Multi-Head Self-Attention Module. The N local tokens and one global token are fed into a transformer encoder consisting of multiple self-attention blocks. The number of local tokens is downsampled after each self-attention block, while the number of global tokens remains 1. Suppose the input of the j-th layer of encoder is $\varvec{X}_e^{(j)}=[\varvec{x}_i^{(j)}]_{i=1}^{N_j+1}\in \mathbb {R}^{(N_j+1)\times D_j}$, where $N_j$ is the number of local tokens, $D_j$ is the vector length of each token and $\varvec{x}_i^{(j)}$ is the i-th row of $\varvec{X}_e^{(j)}$ denoting the i-th token of size $1\times D_j$. For simplicity, we omit subscript and superscript of j and multi-head operations in the following equations. In each self-attention layer, correlations are calculated in each token pair as shown in Fig. 3b. They are used to reweight values of each token after softmax. Formally, we denote the query, key and value matrices of each self-attention layer in an encoder block as $\varvec{Q}_e^{(N+1)\times D}=[\varvec{q}_i]_{i=1}^{N+1}$, $\varvec{K}_e^{(N+1)\times D}=[\varvec{k}_i]_{i=1}^{N+1}$ and $\varvec{V}_e^{(N+1)\times D}=[\varvec{v}_i]_{i=1}^{N+1}$. The self-attention in transformer encoder is formulated as

$$\begin{aligned} \begin{aligned}&Attention(\varvec{Q}_e, \varvec{K}_e, \varvec{V}_e) \\ {}&\,= Softmax(\varvec{Q}_e\varvec{K}_e^T / \sqrt{D})\varvec{V}_e \in \mathbb {R}^{(N+1)\times D}. \end{aligned} \end{aligned}$$

(1)

Finally, we attach a standard linear layer after the self-attention operation.

3.2 Global–Local Correlation

Even though global information has been explicitly embedded into the global visual token in our model, the transformer encoder treats the global and local tokens equivalently as shown in Eq. 1 and Fig. 3b. In this case, global–local correlation is diluted by correlations among the local tokens, limiting its impact on gaze estimation. In order to address this problem, we propose to increase the available capacity to model global–local token interactions. Our solution is a novel Global-Local Correlation module described in Fig. 3c.

--

> **PROBLEM 1**
Answer these questions from the passage on self-attention in a transformer encoder:
(a) What happens to the number of global tokens after each self-attention block?
(b) What is attached after the self-attention operation?
(c) What dilutes the global–local correlation?

--

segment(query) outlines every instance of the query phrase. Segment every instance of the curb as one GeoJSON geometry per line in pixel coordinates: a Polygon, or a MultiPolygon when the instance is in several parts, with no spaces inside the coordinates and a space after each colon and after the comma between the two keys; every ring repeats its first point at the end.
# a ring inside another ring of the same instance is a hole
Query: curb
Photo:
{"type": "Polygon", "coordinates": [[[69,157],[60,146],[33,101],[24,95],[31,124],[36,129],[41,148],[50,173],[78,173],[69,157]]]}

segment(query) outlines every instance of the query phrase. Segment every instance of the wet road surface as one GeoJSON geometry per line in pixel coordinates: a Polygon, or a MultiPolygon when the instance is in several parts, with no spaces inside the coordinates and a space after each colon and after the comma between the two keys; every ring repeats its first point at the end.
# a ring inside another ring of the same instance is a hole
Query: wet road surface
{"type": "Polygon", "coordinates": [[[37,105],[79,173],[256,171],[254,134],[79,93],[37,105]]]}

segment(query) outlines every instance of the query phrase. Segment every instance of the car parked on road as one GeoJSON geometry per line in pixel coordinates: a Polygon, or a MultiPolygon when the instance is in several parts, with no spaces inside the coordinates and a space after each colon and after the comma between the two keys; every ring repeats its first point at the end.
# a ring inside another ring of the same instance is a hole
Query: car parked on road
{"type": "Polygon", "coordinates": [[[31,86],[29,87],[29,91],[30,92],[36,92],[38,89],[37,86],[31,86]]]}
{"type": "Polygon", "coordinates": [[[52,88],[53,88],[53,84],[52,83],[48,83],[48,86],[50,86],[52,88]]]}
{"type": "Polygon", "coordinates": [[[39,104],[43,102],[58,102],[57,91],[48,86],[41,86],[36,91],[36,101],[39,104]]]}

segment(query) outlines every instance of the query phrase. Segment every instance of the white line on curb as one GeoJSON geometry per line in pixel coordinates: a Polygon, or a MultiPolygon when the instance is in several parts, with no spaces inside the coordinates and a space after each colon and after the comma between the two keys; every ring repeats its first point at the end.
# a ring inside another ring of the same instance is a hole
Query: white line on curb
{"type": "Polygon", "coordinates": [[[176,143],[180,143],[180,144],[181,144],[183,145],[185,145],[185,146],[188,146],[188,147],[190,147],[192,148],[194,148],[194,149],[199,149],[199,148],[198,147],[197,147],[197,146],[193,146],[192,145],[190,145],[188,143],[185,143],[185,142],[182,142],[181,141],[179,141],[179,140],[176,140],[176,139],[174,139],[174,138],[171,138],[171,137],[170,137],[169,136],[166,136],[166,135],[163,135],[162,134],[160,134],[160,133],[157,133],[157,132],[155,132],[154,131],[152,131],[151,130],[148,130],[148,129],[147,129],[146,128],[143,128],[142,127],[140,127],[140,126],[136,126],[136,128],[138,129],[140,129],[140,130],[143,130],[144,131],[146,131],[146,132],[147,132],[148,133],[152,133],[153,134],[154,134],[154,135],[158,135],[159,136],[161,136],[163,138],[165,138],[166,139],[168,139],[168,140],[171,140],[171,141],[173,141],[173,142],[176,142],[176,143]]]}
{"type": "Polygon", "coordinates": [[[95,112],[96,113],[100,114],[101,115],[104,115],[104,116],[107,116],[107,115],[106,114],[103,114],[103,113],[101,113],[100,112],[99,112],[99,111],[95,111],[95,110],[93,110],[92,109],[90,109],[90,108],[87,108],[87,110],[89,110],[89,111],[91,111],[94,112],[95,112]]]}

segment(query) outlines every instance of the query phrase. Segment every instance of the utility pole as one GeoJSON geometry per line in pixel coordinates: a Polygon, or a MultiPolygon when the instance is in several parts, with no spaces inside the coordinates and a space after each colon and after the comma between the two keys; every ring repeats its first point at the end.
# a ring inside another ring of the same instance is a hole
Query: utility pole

--

> **PROBLEM 2**
Collect every line of the records that contains the string "road", matching case exactly.

> **FINISHED ANSWER 1**
(a) It remains 1.
(b) A standard linear layer.
(c) Correlations among the local tokens.

> **FINISHED ANSWER 2**
segment(query) outlines every instance of the query phrase. Segment every instance of the wet road surface as one GeoJSON geometry per line in pixel coordinates: a Polygon, or a MultiPolygon when the instance is in several parts, with no spaces inside the coordinates and a space after each colon and after the comma between the two keys; every ring repeats its first point at the end.
Query: wet road surface
segment(query) outlines every instance of the query phrase. Segment every instance of the car parked on road as one GeoJSON geometry per line in pixel coordinates: a Polygon, or a MultiPolygon when the instance is in several parts, with no spaces inside the coordinates and a space after each colon and after the comma between the two keys; every ring repeats its first point at the end.
Query: car parked on road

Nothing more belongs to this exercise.